**Some records**

________________________________________

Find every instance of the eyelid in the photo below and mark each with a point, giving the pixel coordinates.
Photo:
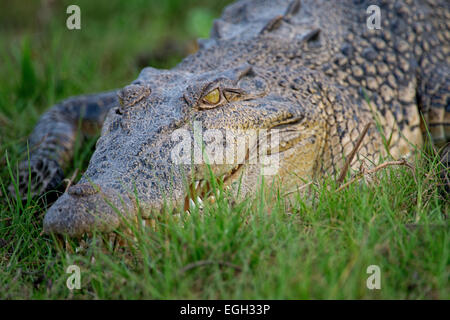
(213, 94)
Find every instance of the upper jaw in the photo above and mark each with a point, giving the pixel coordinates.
(86, 208)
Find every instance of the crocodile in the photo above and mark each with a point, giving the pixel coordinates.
(311, 73)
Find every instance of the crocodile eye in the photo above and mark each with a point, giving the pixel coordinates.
(213, 97)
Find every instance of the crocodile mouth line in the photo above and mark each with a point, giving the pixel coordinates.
(201, 189)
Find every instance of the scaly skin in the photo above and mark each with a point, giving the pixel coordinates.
(306, 69)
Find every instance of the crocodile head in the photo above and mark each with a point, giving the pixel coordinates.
(173, 128)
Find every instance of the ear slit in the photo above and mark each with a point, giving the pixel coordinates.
(311, 36)
(272, 25)
(292, 9)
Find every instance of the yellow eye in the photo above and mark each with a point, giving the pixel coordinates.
(231, 95)
(213, 97)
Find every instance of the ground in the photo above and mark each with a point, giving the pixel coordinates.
(319, 247)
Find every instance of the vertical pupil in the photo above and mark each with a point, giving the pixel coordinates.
(213, 96)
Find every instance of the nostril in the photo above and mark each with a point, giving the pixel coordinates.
(84, 189)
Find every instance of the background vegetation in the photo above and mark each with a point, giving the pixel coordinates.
(319, 247)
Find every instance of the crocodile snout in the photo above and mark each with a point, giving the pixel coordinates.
(85, 208)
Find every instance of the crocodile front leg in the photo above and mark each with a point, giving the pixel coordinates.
(51, 144)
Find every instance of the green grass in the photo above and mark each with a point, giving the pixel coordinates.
(319, 247)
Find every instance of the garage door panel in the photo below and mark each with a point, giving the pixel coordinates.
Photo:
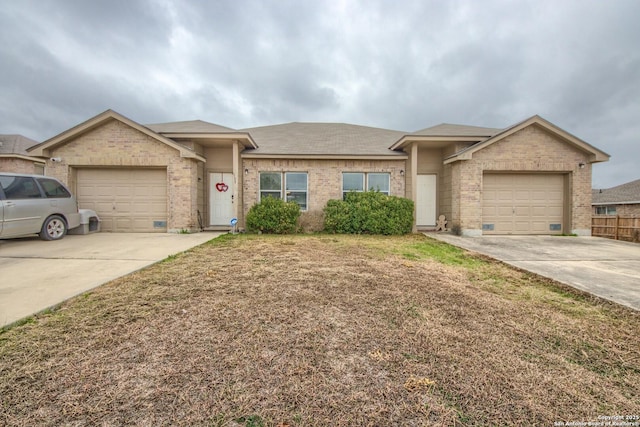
(526, 203)
(126, 200)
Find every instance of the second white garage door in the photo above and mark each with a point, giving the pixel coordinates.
(522, 204)
(126, 200)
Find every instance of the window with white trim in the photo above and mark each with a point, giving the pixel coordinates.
(289, 186)
(359, 181)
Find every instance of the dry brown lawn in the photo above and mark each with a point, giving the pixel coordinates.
(323, 330)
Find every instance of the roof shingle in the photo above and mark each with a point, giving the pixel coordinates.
(624, 193)
(324, 139)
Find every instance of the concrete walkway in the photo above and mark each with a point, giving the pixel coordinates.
(607, 268)
(35, 275)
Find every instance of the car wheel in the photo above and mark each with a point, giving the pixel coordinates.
(54, 228)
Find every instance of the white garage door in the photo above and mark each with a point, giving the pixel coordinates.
(522, 204)
(126, 200)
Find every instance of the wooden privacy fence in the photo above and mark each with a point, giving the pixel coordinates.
(616, 227)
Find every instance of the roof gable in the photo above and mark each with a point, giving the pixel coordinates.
(447, 129)
(191, 126)
(467, 153)
(44, 148)
(322, 139)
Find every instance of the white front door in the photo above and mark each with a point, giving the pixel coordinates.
(426, 203)
(220, 198)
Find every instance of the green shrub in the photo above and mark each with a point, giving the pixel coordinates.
(369, 212)
(273, 215)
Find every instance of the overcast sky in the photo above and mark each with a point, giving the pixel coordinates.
(396, 64)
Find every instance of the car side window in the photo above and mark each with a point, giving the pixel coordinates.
(19, 187)
(53, 188)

________________________________________

**The task**
Update the entries from the line containing "Find every instance of the concrete" down through the end of the entries by replacing "overcast" with "cloudy", and write those lines out again with everything else unchanged.

**Response to this task**
Find every instance of the concrete walkway in the photo above and mark each with a point, giving the pixel coordinates.
(607, 268)
(35, 275)
Find every instance of the car wheel in the photo above and mark each with a point, giving the pixel coordinates.
(54, 228)
Find every instance of the white garage door in the photo above and mark each with a point, giving the pixel coordinates.
(522, 204)
(126, 200)
Find every instance of the wooden privacy fence in the photo above and mark each with a point, giving the pixel coordinates.
(616, 227)
Find every instance of the roof gable in the photo above and mark each with a point, giving the pixel coordinates.
(447, 129)
(191, 126)
(467, 153)
(44, 148)
(322, 139)
Find every instance of the white front door in the photo above and mark each with a point, giving the pixel coordinates.
(426, 203)
(220, 198)
Find every instance of the green shrub in the photo above and mark each with a point, giving the pixel coordinates.
(369, 212)
(273, 215)
Find every instance of the cloudy sky in the photo above and mark each with a point, giving the pixel coordinates.
(396, 64)
Find every instance of the car side window in the photo above and mark each with a point, giving the pixel coordinates.
(19, 187)
(53, 188)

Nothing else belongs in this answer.